* [DO THIS]: Can you repeat the lines below, substituting "Find every instance" for every "Locate all occurrences" and leaving everything else as it is?

* [SUPPLIED DATA]:
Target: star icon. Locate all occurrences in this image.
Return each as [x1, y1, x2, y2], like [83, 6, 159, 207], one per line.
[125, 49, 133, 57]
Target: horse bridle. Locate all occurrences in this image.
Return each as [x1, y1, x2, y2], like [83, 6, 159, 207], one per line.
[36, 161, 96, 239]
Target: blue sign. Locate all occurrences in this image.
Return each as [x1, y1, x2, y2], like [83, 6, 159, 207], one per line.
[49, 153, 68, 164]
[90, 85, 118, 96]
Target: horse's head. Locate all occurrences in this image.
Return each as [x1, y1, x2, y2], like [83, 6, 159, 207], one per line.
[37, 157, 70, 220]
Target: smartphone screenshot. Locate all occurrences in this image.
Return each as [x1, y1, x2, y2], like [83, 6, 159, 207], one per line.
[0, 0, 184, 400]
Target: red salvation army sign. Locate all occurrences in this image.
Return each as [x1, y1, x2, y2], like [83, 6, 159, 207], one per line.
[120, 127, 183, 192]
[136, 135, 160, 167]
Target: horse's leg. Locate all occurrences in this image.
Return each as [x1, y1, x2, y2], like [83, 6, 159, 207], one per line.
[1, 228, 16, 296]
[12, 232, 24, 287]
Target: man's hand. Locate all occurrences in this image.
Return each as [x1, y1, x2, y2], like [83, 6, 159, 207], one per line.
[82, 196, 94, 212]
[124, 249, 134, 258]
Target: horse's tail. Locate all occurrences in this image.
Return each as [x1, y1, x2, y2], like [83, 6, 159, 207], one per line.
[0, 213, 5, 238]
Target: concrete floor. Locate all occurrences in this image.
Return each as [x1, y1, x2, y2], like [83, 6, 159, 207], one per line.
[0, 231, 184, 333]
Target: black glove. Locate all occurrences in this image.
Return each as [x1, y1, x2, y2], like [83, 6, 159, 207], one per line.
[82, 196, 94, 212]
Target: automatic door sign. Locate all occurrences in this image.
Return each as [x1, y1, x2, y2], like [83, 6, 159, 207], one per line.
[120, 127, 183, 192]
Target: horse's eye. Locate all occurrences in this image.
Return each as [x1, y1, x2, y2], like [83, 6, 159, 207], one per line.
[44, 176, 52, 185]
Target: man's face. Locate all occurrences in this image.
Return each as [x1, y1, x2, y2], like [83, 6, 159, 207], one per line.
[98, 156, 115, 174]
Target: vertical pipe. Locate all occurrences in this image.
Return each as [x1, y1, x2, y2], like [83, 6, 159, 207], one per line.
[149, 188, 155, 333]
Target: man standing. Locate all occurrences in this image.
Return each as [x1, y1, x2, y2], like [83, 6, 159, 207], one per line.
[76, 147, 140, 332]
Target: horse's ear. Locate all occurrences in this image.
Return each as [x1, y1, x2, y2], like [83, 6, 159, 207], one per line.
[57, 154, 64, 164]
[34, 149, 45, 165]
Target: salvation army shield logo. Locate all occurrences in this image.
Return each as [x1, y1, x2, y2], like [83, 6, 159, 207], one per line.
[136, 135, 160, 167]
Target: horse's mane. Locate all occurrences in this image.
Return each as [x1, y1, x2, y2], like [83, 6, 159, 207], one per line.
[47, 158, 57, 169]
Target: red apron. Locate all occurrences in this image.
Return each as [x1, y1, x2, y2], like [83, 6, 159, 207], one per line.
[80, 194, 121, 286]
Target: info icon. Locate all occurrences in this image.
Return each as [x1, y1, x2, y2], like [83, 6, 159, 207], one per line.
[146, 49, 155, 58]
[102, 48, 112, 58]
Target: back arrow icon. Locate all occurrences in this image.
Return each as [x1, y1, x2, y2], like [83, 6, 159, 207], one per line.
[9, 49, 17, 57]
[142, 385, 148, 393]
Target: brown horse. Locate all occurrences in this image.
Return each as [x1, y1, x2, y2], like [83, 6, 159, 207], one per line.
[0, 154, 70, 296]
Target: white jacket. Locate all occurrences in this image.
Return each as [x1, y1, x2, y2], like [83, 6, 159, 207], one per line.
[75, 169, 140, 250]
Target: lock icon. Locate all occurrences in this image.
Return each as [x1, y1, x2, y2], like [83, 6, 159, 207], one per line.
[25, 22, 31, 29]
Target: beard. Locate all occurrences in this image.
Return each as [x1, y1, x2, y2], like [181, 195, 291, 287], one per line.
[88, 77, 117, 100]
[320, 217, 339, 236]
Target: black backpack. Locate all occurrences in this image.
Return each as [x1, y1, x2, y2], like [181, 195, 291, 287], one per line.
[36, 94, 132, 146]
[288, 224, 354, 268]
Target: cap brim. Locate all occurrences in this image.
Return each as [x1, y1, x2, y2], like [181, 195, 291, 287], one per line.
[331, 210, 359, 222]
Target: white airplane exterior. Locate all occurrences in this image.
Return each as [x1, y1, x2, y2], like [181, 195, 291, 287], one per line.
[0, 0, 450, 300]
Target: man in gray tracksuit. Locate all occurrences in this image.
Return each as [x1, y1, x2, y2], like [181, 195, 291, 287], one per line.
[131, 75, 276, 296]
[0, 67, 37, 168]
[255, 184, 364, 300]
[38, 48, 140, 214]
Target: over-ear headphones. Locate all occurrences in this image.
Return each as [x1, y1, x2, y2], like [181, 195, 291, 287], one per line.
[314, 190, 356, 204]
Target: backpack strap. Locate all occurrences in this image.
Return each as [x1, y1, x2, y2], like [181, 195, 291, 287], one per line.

* [TASK RESPONSE]:
Target: star icon. Find every instance in this image.
Return each as [x1, y1, x2, y2], like [83, 6, 159, 207], one per line.
[125, 49, 133, 57]
Target: horse bridle. Find every instance in this image.
Return each as [x1, y1, x2, y2], like [83, 6, 159, 207], one per line.
[36, 161, 96, 239]
Target: blue sign. Find every instance in this image.
Return each as [x1, y1, x2, y2], like [83, 6, 159, 207], one per line.
[49, 153, 68, 164]
[90, 85, 118, 96]
Target: horse's head. Find every instance in this image.
Return each as [x1, y1, x2, y2], like [83, 6, 159, 207], one per line.
[37, 157, 70, 220]
Target: smartphone screenshot. Find every instance in this image.
Return each as [x1, y1, x2, y2], like [83, 6, 159, 207], one per line.
[0, 0, 184, 400]
Target: red salvation army sign. Find every instance in this image.
Return each as [x1, y1, x2, y2], like [83, 6, 159, 207], one per line.
[120, 127, 183, 192]
[136, 135, 160, 167]
Target: horse's leg. Find every instance in this image.
Return each as [x1, y1, x2, y2], like [83, 6, 159, 207], one per line.
[1, 228, 16, 296]
[12, 232, 24, 287]
Target: man's hand. Find every instance in this image.
Return each as [x1, y1, x2, y2], like [83, 6, 159, 207], one per line.
[82, 196, 94, 212]
[124, 249, 134, 258]
Target: horse's tail. Find every instance in this image.
Return each as [x1, y1, x2, y2], like [83, 6, 159, 207], one per line.
[0, 213, 5, 238]
Target: concrete floor. Find every instance in this image.
Return each as [x1, y1, x2, y2], like [83, 6, 159, 207], one per line.
[0, 231, 184, 333]
Target: black glove. Find every instance in this image.
Return each as [x1, y1, x2, y2], like [83, 6, 159, 207], one per line.
[82, 196, 94, 212]
Target: automatic door sign. Find every instance in this image.
Return each as [x1, y1, x2, y2], like [83, 6, 159, 207], one per line.
[120, 127, 183, 192]
Target: horse's eye. Find every instance in this image.
Return each as [x1, y1, x2, y2], like [83, 6, 159, 207], one per line.
[44, 176, 52, 185]
Target: man's face. Find every instance in this image.
Return each as [x1, y1, x2, y2], like [83, 6, 159, 207], one per line.
[98, 156, 115, 174]
Target: vertical pipe. Find every instance in this image.
Return each as [x1, y1, x2, y2], like [83, 6, 159, 207], one per line.
[149, 188, 155, 333]
Target: man standing. Find every instance in this image.
Return each as [x1, y1, x2, y2], like [83, 6, 159, 207], one per line.
[76, 147, 140, 332]
Target: horse's ear. Find every instance in this image.
Return each as [x1, y1, x2, y2], like [83, 6, 159, 207], one per line.
[57, 154, 64, 164]
[34, 149, 45, 165]
Target: salvation army shield logo. Find every instance in this image.
Return each as [x1, y1, x2, y2], like [83, 6, 159, 207], one per line.
[136, 135, 160, 167]
Target: horse's mane. Find every instance in this image.
Return each as [x1, y1, x2, y2], like [83, 6, 159, 207], one per line.
[47, 158, 57, 169]
Target: red apron. Find every instance in this image.
Return each as [x1, y1, x2, y2], like [83, 6, 159, 207], one per line.
[80, 194, 121, 286]
Target: info icon. Find every instance in this image.
Return each as [x1, y1, x2, y2], like [83, 6, 159, 207], one per line.
[146, 49, 155, 58]
[102, 48, 112, 58]
Target: back arrow icon. Find every instance in this image.
Return each as [x1, y1, x2, y2], like [83, 6, 159, 207], one per line.
[9, 49, 17, 57]
[142, 385, 148, 393]
Target: brown horse. Find every instance in this image.
Return each as [x1, y1, x2, y2], like [83, 6, 159, 207], one per line.
[0, 154, 70, 296]
Target: white jacket. Find every instance in this image.
Return each as [x1, y1, x2, y2], like [83, 6, 159, 207], one per line.
[75, 169, 140, 250]
Target: lock icon. Find every instance in this image.
Return each as [x1, y1, x2, y2], like [83, 6, 159, 207], one per line.
[25, 22, 31, 29]
Target: beard. Find every instance in this image.
Return each as [x1, y1, x2, y2], like [181, 195, 291, 287], one per line.
[88, 77, 117, 100]
[320, 217, 339, 236]
Target: black backpack. Find every instance in this image.
Return each as [x1, y1, x2, y2], like [181, 195, 291, 287], one per line.
[36, 94, 132, 146]
[288, 224, 354, 268]
Target: cap brim. Find every instance in this image.
Return each as [x1, y1, x2, y2], like [181, 195, 291, 287], one per line.
[331, 210, 359, 222]
Target: white airplane exterior. Find every instance in this image.
Return each as [x1, y1, x2, y2], like [181, 195, 291, 287], one per line.
[0, 0, 450, 300]
Target: man in gray tracksuit. Find every instance in this image.
Return each as [x1, y1, x2, y2], like [181, 195, 291, 287], one per line.
[131, 75, 276, 296]
[0, 67, 37, 168]
[255, 184, 364, 300]
[38, 48, 140, 214]
Target: over-ear headphones. Find every instance in this image.
Return each as [x1, y1, x2, y2], like [181, 195, 291, 287], one per line.
[314, 190, 356, 204]
Target: backpack strap. Find every instance in this image.
Return each as [x1, y1, x2, y2], like [181, 195, 291, 287], one per line.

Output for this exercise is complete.